**WORK REQUIRED**: Keep the pictures out of the copy and print all the entries below exactly.

* BEGIN ENTRIES *

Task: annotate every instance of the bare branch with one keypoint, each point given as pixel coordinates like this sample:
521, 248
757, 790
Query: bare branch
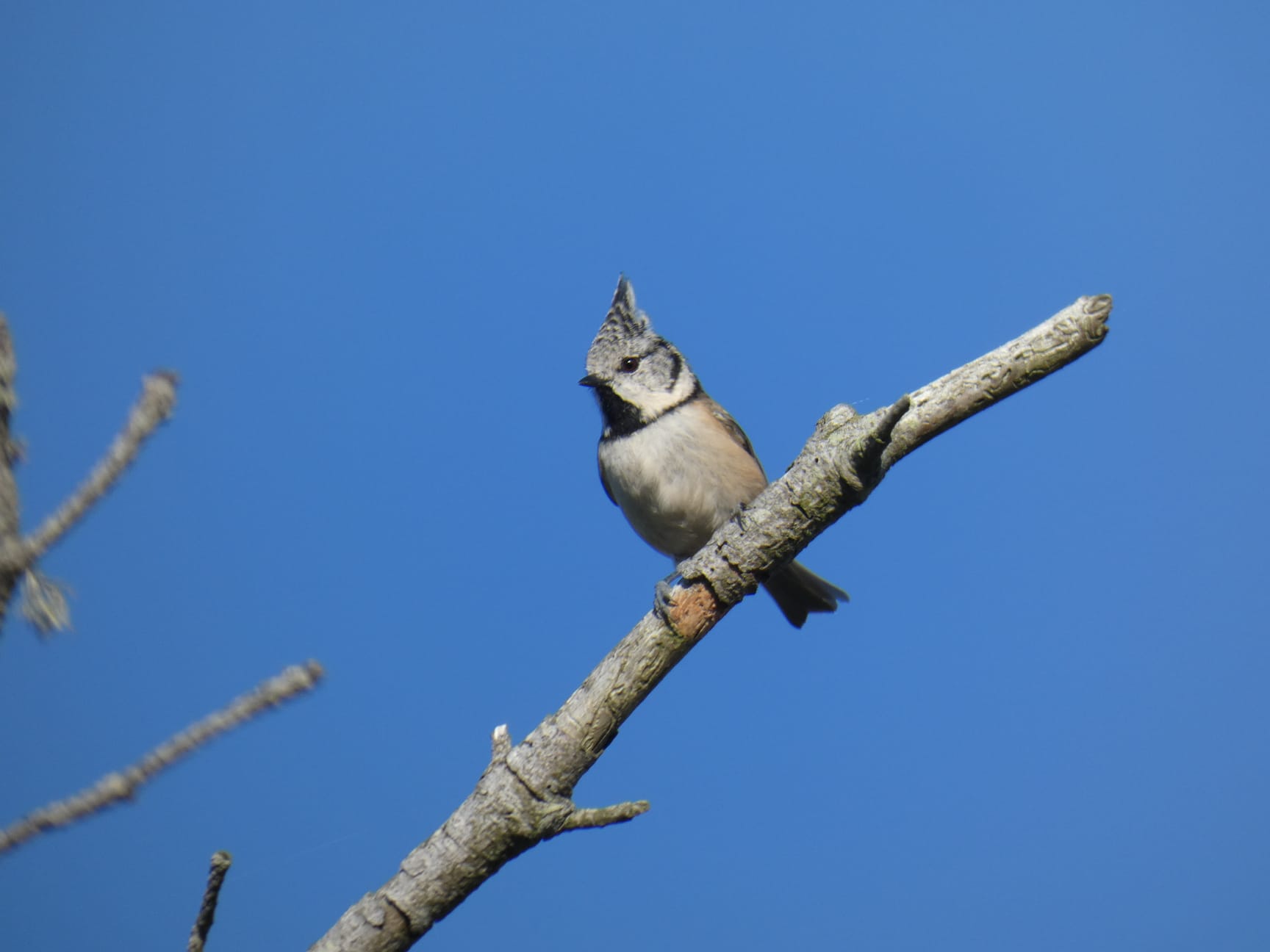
501, 744
221, 862
153, 408
586, 819
525, 798
117, 787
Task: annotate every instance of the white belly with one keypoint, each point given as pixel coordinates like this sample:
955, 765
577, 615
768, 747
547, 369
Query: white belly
675, 486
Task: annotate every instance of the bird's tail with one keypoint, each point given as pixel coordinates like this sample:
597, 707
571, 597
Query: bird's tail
799, 591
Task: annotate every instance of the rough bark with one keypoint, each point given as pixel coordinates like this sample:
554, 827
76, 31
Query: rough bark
525, 795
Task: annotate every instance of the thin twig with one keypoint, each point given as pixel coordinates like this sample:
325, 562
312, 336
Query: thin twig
221, 862
10, 528
153, 408
121, 786
591, 818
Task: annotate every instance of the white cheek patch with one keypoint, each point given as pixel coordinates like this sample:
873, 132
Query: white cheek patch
654, 403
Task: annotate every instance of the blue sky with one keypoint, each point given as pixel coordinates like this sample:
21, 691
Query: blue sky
376, 242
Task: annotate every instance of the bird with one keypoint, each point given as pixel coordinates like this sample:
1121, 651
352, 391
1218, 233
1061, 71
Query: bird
673, 460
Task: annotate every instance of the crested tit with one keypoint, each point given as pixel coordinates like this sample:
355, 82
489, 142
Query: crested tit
672, 458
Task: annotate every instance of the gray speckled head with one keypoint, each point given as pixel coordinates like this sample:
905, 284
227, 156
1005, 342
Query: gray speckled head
636, 375
623, 325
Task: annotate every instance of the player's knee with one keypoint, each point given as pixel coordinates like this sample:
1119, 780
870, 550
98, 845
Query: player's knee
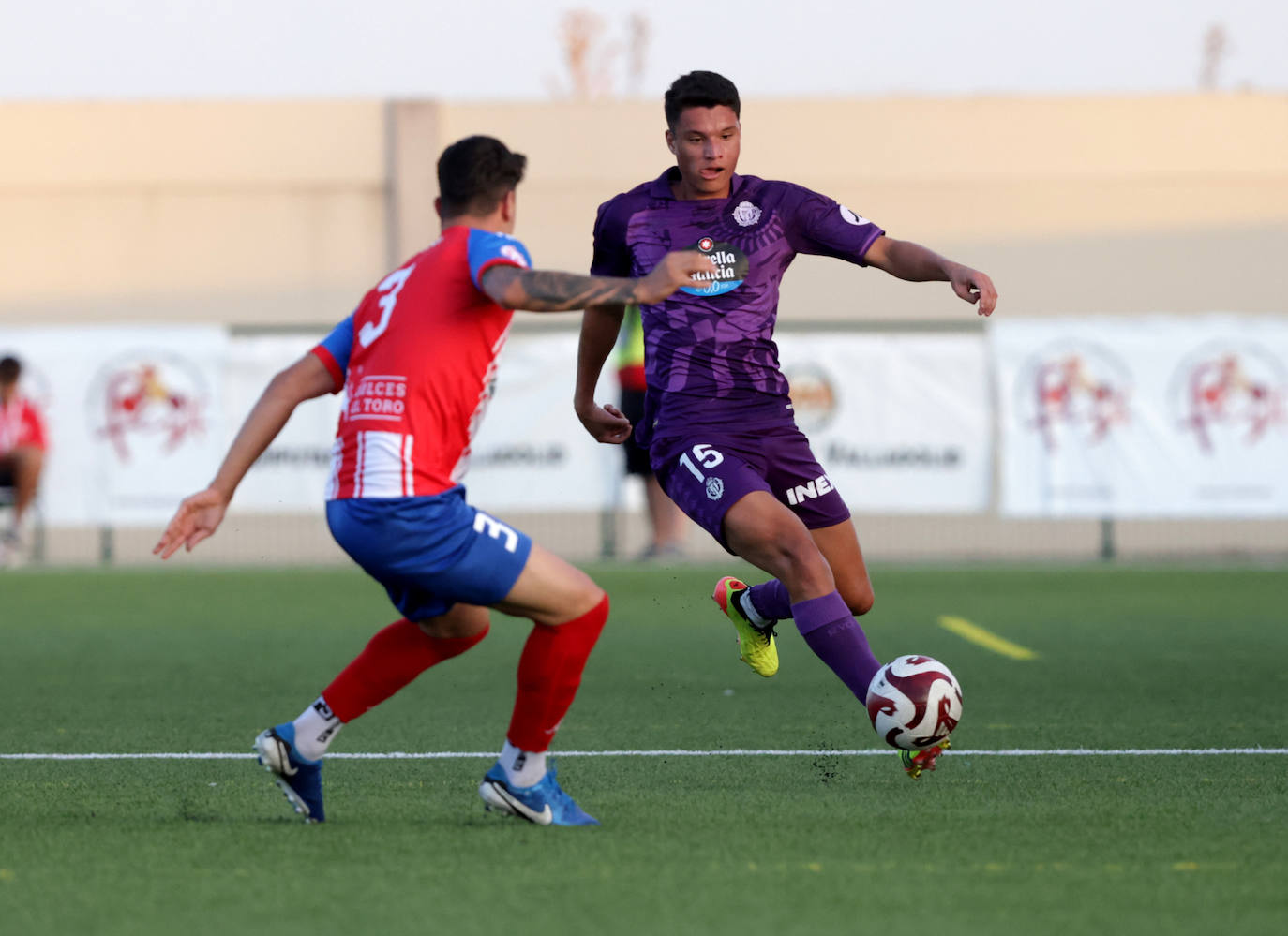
461, 621
861, 602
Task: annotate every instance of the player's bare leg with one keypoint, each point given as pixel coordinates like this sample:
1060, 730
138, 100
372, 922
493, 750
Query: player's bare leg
840, 546
568, 612
768, 534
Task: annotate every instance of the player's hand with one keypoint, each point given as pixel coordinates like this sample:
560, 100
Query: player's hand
677, 269
196, 519
605, 423
974, 288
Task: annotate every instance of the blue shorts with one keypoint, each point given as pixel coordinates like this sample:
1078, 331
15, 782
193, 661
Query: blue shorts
430, 553
708, 471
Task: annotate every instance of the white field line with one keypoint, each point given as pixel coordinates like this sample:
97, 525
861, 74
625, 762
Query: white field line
730, 752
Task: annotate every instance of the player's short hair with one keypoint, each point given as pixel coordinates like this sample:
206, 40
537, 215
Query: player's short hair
10, 368
474, 175
699, 89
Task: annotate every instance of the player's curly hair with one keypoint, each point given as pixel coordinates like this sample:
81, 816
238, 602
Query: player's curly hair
474, 175
699, 89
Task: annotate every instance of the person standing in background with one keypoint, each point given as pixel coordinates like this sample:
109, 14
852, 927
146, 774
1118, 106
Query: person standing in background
666, 520
22, 454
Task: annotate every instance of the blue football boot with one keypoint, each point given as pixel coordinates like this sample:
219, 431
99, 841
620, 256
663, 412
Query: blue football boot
299, 778
544, 802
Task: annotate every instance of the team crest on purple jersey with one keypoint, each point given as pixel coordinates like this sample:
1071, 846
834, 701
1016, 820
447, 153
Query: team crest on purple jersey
746, 214
730, 268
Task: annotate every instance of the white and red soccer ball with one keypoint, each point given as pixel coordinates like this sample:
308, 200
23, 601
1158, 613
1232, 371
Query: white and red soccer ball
915, 702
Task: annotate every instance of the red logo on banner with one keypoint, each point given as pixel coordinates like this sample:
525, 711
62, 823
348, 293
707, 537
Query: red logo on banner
1221, 391
141, 394
1074, 389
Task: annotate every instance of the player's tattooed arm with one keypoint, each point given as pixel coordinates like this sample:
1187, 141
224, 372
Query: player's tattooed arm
917, 264
516, 288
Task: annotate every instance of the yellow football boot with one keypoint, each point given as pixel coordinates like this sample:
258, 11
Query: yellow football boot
916, 761
756, 646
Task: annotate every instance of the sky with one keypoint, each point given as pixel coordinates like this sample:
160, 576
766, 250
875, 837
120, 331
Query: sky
510, 49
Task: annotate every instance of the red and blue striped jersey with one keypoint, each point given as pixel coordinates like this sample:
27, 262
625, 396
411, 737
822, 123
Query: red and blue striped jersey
417, 362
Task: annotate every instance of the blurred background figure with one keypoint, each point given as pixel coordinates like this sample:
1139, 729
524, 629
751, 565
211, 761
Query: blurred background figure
666, 520
22, 454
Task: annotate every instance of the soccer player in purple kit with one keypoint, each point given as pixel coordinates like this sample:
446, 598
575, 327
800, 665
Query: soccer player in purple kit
718, 420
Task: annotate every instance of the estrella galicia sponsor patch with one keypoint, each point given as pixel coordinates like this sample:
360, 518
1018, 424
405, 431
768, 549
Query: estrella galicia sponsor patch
730, 268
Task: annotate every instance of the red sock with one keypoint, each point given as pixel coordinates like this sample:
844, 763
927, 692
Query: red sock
549, 674
395, 657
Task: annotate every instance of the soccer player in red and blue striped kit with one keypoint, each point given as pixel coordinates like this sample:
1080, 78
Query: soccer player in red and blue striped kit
416, 362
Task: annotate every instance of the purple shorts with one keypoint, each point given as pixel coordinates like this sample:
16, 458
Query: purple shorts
708, 471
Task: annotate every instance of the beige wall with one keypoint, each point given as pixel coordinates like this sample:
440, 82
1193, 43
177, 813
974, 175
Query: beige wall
285, 213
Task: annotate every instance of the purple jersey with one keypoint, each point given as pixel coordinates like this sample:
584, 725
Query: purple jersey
711, 350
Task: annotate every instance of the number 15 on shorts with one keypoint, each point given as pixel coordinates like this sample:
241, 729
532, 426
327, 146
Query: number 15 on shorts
705, 456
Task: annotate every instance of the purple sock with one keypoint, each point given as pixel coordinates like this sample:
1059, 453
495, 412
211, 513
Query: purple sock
771, 599
836, 639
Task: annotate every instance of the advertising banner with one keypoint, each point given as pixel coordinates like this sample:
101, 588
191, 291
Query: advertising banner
531, 453
1144, 417
134, 417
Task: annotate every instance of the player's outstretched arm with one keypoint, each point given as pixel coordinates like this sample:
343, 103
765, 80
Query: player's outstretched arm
200, 515
599, 327
917, 264
516, 288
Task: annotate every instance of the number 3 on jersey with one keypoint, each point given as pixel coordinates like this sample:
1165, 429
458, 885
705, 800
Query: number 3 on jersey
705, 456
391, 286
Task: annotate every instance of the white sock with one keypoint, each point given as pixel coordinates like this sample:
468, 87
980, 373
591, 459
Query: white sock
314, 730
522, 767
750, 611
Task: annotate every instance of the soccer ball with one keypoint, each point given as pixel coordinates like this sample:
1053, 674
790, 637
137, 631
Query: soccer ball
915, 702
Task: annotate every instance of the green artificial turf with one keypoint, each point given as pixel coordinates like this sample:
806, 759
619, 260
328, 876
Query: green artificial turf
178, 661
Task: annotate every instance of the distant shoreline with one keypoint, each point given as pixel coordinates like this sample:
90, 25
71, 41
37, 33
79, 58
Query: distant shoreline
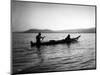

* END ENTRIES *

**RESPONSE FOR THIS EXERCISE**:
Task: annotate every instance of the bare branch with one keypoint, each point given as pixel coordinates like this sample:
521, 248
757, 790
Query: bare branch
501, 744
221, 862
153, 408
586, 819
525, 798
117, 787
Task: annotate every instance of the white belly with one keypoint, each point given as pixel coordinates like this sample:
955, 765
577, 615
768, 747
547, 369
Query: white belly
675, 486
Task: annotate every instance of the bird's tail with one keypoint, each point given as pixel coordinates like this sample:
597, 707
571, 597
Query: bird's tail
799, 591
Task: annotate every instance of the rough bark with one keypoint, each point given as pixel coordinates like this sample:
554, 827
76, 31
Query: rough bark
525, 795
Task: annotate every instance of the thin twig with one keypoint, each point given as pixel coordinates like this sample:
325, 562
312, 336
Query: thin twig
221, 862
10, 528
153, 408
121, 786
591, 818
Task: annotate every instance of the white cheek patch with one keypoint, each point given as pixel coordinates like this sample:
873, 132
Query: white cheek patch
654, 403
Task: annotate every instance of the blue sky with one keypoint, each point given as pixel coordinates like this sample:
21, 691
Query: blue sky
376, 242
Task: annotate every instance of the bird with one keypoint, each point given as pixel coordinates like this sample:
1121, 651
352, 391
1218, 233
1061, 71
Query: bird
673, 460
Task: annotate every instance of the crested tit with one keypoint, each point given as pixel coordinates like this sample:
355, 82
489, 142
Query: crested tit
672, 458
Task: annotate every instance of the gray speckled head with one keypoint, each point given as pixel coordinates like this sample:
905, 284
227, 156
1005, 342
Query: gray speckled head
636, 375
623, 325
Task: annotate every instance of the player's knee with one keypoint, each point given as pixel coordinates like this sample:
1119, 780
870, 550
98, 845
Query: player's knee
461, 621
861, 602
Task: annotate every instance of the player's bare leg with one keypoint, each point given as pixel coordinates like this sample:
1060, 730
138, 100
372, 922
493, 750
Query: player's bare leg
840, 546
568, 612
768, 534
Task: annotate every instance of the player's hand with one keypoint, each point given as pixel coordinates like this sample:
560, 100
Query: player's hand
677, 269
196, 519
605, 423
974, 288
Task: annotate every instance of the blue shorts with one keypoint, each point given as pixel coordinates like this sample:
1078, 331
15, 782
193, 661
Query: blue shorts
430, 553
708, 471
Task: annotate every instance of the white field line with one keypoint, each point given as pixel coordinates like this sample:
97, 525
861, 74
625, 762
Query: white field line
730, 752
Task: annotate every instance of the player's short hair with one keypoint, each point given as pixel coordinates like this sample:
206, 40
537, 215
Query: player's short hair
10, 368
474, 175
699, 89
Task: annotate every instance of the player's curly hair with one keypoint, each point given as pixel coordinates like this sample:
81, 816
238, 602
Query: player's curly hair
474, 175
699, 89
Task: annotate every instance of the person standing in background with one keypoint, each point given as pixel coordinates like this sample:
109, 14
852, 927
146, 774
1118, 106
Query: person standing in background
666, 520
22, 454
Task: annotate every instance of the blue football boot with one keypoint, each point given as pixel coordinates like this sample:
219, 431
99, 841
620, 256
663, 412
Query: blue football boot
299, 778
544, 802
Task: annotate every instance of the team crest on purple jersey with one keypoint, each point given as pixel coordinates like this sample:
1071, 846
834, 701
1016, 820
447, 153
Query: team crest on purple jersey
746, 214
730, 268
Task: annotate every instance of the white and red soccer ball with one keypoint, each point given as pixel coordinates like this sample:
308, 200
23, 601
1158, 613
1232, 371
Query: white and red soccer ball
915, 702
Task: annotate every instance of the red logo on banner with one keypoint, each point given as pixel coordinates like this sample:
525, 711
62, 823
348, 293
707, 537
Query: red logo on banner
1221, 391
141, 394
1074, 389
Task: annotate every instance of the player's tattooed arm with one keypoint, each point given as pixel coordinates like this sample:
1187, 141
224, 372
Query: player's tattooed arm
917, 264
516, 288
Task: annotate every instance of the yellow football boot with one keypoint, each point given as pixel coordinates like this sample:
258, 11
Query: yellow football boot
916, 761
756, 646
Task: annotate every instance of the sky with one keypoint, each point given as pixel coordinates like this sample:
160, 576
766, 250
875, 837
120, 331
Query: sky
510, 49
Task: annotate every instance of the red and blue striped jersey with one keypoint, each point given as pixel coordinates like this sample:
27, 262
625, 396
411, 737
822, 123
Query: red and blue striped jersey
417, 362
Task: annotate every instance of the blurred background figure with one keypoint, each point given as pixel coordinates like this sample:
1139, 729
524, 629
751, 565
211, 761
Query: blurred background figure
666, 520
22, 454
Task: annotate every instance of the soccer player in purple kit with one keypoint, each point given as pixel coordinates like this sample:
446, 598
575, 327
800, 665
Query: soccer player in purple kit
718, 420
Task: annotate every instance of the estrella galicia sponsor patch with one keypoint, each point given as pixel coordinates like this sample:
360, 518
1018, 424
405, 431
768, 549
Query: estrella galicia sponsor patch
730, 268
Task: annotate every instance of the red sock with one keypoint, each point given as pixel coordinates like this sample:
844, 763
927, 692
Query: red sock
549, 674
395, 657
Task: annotate every instance of the soccer player in red and blue striped kit with one keypoint, each point given as pixel coordinates like this sample:
1080, 78
Query: soccer player in red and blue striped kit
416, 362
Task: annotate every instance of the purple shorts with one keypoint, each point given as pixel coordinates like this sample:
16, 458
Query: purple shorts
708, 471
Task: annotate every instance of the beige wall with one keypoint, each point given as pixel coordinates like this sample:
440, 82
1193, 43
177, 813
974, 175
Query: beige wall
285, 213
Task: annotate every instance of the purple jersey with one keypoint, each point given as pixel coordinates like this sample:
584, 725
Query: purple jersey
711, 350
Task: annotate every instance of the number 15 on shorts with one keypoint, each point given as pixel coordinates like this sample:
241, 729
532, 426
327, 146
Query: number 15 on shorts
705, 456
Task: annotate every instance of the purple sock with one keypoint, each point given as pixel coordinates like this sample:
1059, 453
495, 412
211, 513
Query: purple sock
771, 599
836, 639
Task: annotate every instance of the advertising banner with one keypoint, each point given as pixel coordinates like this sample:
101, 588
191, 291
Query: advertising banner
531, 453
1144, 417
134, 417
Task: annotate every instance of the player's outstretched arm with one keypoint, each point given as pixel coordinates like this sample:
343, 103
765, 80
Query: player's outstretched arm
200, 515
599, 327
917, 264
516, 288
Task: annotate every instance of the number 3 on jersey with one keypoint, each point given as pixel coordinates like this sample:
1165, 429
458, 885
705, 800
Query: number 3 on jersey
705, 456
391, 286
Task: annotate every instance of the white sock with one keypoint, each point given as pixel coordinates like this sample:
468, 87
980, 373
591, 459
Query: white sock
314, 730
522, 767
750, 611
Task: annotate every instance of the soccer ball with one keypoint, each point given as pixel coordinates like this sample:
1053, 674
790, 637
137, 631
Query: soccer ball
915, 702
Task: annotate every instance of the green artificial turf with one keypoint, each point given as pixel coordinates like this sample:
806, 759
619, 260
328, 876
Query: green artificial turf
178, 661
Task: annotate every instance of the distant shoreline with one keypoint, each point given as pixel coordinates like this sample:
90, 25
71, 41
37, 33
79, 58
Query: distant shoreline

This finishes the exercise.